== Parts of the exercise ==
1) In the passage on France and the IHRA definition of anti-Semitism below, translate this sentence into French: "In exchange for the aborted law, the President of the Republic gave the CRIF a consolation prize."
2) Carry on the passage about France and the IHRA definition of anti-Semitism, shown below, starting right after its last sentence.

== Passage shown ==
In exchange for the aborted law, the President of the Republic gave the CRIF a consolation prize. On 20 February, at the organisation’s traditional banquet, he again said, “anti-Zionism is one of the modern forms of anti-Semitism, and then announced that “France would implement the definition of anti-Semitism adopted by the International Holocaust Remembrance Alliance.” After which he placed limits on that implementation:

There is no question of modifying the Penal Code, and certainly not of preventing people who wish to criticise (. . .). Israel’s policies from doing so, no (. . .) It is a matter of specifying and strengthening the practices of our law enforcement agencies, our magistrates, our teachers enabling them better to combat those who conceal behind their rejection of Israel their denial of Israel’s right to exist.

Failing in the National Assembly

To make sense of this balancing act we must read an interview given to Le Point by Frédéric Potier, a prefect in charge of the Délégation interministérielle à la lutte contre le racisme, l’antisémitisme et la haine anti-LGBT (Dilcrah)

The usefulness of that definition (by the IHRA) is that it refers to the hatred of Israel as a collectivity, even if it does not contain the word “anti-Zionism” as such. It allows us to qualify a part of anti-Zionist rhetoric as anti-Semitic.

== Extracted records ==
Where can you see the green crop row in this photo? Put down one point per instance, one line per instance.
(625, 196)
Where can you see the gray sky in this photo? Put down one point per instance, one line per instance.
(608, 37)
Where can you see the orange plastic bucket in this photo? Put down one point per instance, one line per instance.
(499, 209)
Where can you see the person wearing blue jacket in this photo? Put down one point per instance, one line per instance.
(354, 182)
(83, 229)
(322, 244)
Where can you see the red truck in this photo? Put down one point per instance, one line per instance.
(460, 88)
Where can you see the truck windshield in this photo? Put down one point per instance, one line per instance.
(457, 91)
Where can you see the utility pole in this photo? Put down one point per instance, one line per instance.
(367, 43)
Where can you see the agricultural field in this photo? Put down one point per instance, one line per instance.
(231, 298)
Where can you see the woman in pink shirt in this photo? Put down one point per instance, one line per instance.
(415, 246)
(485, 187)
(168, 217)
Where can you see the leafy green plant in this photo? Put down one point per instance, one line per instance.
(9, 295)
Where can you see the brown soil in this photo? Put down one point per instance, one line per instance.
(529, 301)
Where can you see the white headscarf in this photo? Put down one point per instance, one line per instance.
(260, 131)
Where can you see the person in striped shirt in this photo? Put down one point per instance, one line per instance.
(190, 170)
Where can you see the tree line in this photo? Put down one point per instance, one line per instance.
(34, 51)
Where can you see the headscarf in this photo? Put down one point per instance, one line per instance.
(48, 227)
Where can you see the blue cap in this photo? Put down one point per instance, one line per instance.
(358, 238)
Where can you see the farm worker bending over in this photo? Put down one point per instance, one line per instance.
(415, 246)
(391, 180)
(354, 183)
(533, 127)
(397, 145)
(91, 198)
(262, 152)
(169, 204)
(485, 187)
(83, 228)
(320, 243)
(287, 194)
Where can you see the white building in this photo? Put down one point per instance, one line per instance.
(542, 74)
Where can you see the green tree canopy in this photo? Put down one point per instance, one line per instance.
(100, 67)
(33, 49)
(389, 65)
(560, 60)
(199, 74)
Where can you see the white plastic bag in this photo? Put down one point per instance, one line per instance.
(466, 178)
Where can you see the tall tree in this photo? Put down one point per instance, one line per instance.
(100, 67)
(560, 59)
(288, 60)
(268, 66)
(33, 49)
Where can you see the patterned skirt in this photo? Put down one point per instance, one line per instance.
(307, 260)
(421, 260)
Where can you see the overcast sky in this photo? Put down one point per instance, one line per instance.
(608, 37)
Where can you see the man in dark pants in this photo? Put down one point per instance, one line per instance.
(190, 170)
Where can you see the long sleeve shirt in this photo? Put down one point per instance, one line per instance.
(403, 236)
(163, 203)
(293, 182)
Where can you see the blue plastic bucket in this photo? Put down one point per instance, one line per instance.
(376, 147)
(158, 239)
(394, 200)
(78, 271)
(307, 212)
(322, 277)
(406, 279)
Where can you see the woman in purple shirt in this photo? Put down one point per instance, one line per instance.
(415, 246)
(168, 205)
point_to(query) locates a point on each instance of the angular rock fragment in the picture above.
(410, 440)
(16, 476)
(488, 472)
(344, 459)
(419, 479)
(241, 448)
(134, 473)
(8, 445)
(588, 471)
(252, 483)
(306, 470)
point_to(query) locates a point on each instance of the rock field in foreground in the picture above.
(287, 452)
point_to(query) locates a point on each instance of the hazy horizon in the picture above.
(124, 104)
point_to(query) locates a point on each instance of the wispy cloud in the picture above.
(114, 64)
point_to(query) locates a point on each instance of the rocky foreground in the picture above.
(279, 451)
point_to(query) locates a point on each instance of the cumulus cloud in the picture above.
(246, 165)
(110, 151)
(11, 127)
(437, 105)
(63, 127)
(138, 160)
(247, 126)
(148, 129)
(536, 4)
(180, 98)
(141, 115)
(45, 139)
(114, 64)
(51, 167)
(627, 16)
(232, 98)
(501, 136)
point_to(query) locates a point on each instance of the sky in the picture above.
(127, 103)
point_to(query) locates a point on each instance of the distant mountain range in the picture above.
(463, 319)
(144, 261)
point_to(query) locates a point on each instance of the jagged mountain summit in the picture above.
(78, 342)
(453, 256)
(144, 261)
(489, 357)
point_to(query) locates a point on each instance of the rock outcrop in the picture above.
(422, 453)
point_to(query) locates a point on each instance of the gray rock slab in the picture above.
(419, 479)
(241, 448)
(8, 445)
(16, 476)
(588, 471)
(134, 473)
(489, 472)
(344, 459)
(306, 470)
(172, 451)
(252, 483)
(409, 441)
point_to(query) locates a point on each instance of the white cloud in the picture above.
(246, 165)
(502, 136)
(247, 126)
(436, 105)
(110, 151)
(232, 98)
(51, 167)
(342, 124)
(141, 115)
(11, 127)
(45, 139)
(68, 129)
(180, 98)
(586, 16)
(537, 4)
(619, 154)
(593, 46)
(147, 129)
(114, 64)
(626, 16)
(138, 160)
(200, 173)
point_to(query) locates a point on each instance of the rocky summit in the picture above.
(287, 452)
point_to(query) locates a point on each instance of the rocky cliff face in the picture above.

== Responses by task ==
1) En échange de la loi avortée, le président de la République a offert un lot de consolation au CRIF.

2)
Do the courts really need this? In July, on the basis of existing laws, they gave one of the men who insulted Alain Finkielkraut a suspended sentence of two months.

Clearly, Israel’s unconditional fans expect a good deal more of this official recognition of the “IHRA definition,” that it would allow them to harass anyone who criticises the policies of the State of Israel, and a fortiori calls for its boycott. Chased out the main door, Sylvain Maillard’s project has crept back through a little window. On 20 May, he tabled a draft resolution which includes the IHRA definition. Anti-Zionism is not mentioned in the text itself . . . but in the explanatory memorandum accompanying it. And to show the bad faith of its authors, they have censured the second part of the “example” devoted to criticisms of Israel: “Criticism of Israel similar to that levelled against any other country cannot be regarded as anti-Semitic.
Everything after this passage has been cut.